DIRECTIONS:
In the records below, some lines contain the word "white". Copy each of them.

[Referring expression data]
================================
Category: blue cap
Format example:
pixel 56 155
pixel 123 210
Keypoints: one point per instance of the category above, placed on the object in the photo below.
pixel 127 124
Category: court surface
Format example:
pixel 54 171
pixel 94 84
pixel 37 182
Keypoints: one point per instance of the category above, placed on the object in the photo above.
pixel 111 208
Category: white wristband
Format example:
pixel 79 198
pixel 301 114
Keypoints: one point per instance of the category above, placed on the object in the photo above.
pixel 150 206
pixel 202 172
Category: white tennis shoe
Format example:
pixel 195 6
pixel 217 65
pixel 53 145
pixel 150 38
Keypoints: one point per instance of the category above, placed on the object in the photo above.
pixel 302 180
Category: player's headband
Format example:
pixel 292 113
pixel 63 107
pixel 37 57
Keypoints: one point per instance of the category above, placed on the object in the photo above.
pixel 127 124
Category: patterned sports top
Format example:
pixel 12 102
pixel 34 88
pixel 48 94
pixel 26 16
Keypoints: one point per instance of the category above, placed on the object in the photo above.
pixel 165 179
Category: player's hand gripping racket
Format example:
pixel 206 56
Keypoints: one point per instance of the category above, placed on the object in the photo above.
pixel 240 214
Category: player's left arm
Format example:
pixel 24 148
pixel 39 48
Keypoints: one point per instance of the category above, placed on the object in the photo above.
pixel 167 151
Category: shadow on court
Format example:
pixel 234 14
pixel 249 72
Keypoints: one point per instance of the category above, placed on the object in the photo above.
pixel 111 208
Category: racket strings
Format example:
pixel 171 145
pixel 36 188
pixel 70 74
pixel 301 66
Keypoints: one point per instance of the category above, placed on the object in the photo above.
================================
EXPECTED ANSWER:
Category: white wristband
Category: white tennis shoe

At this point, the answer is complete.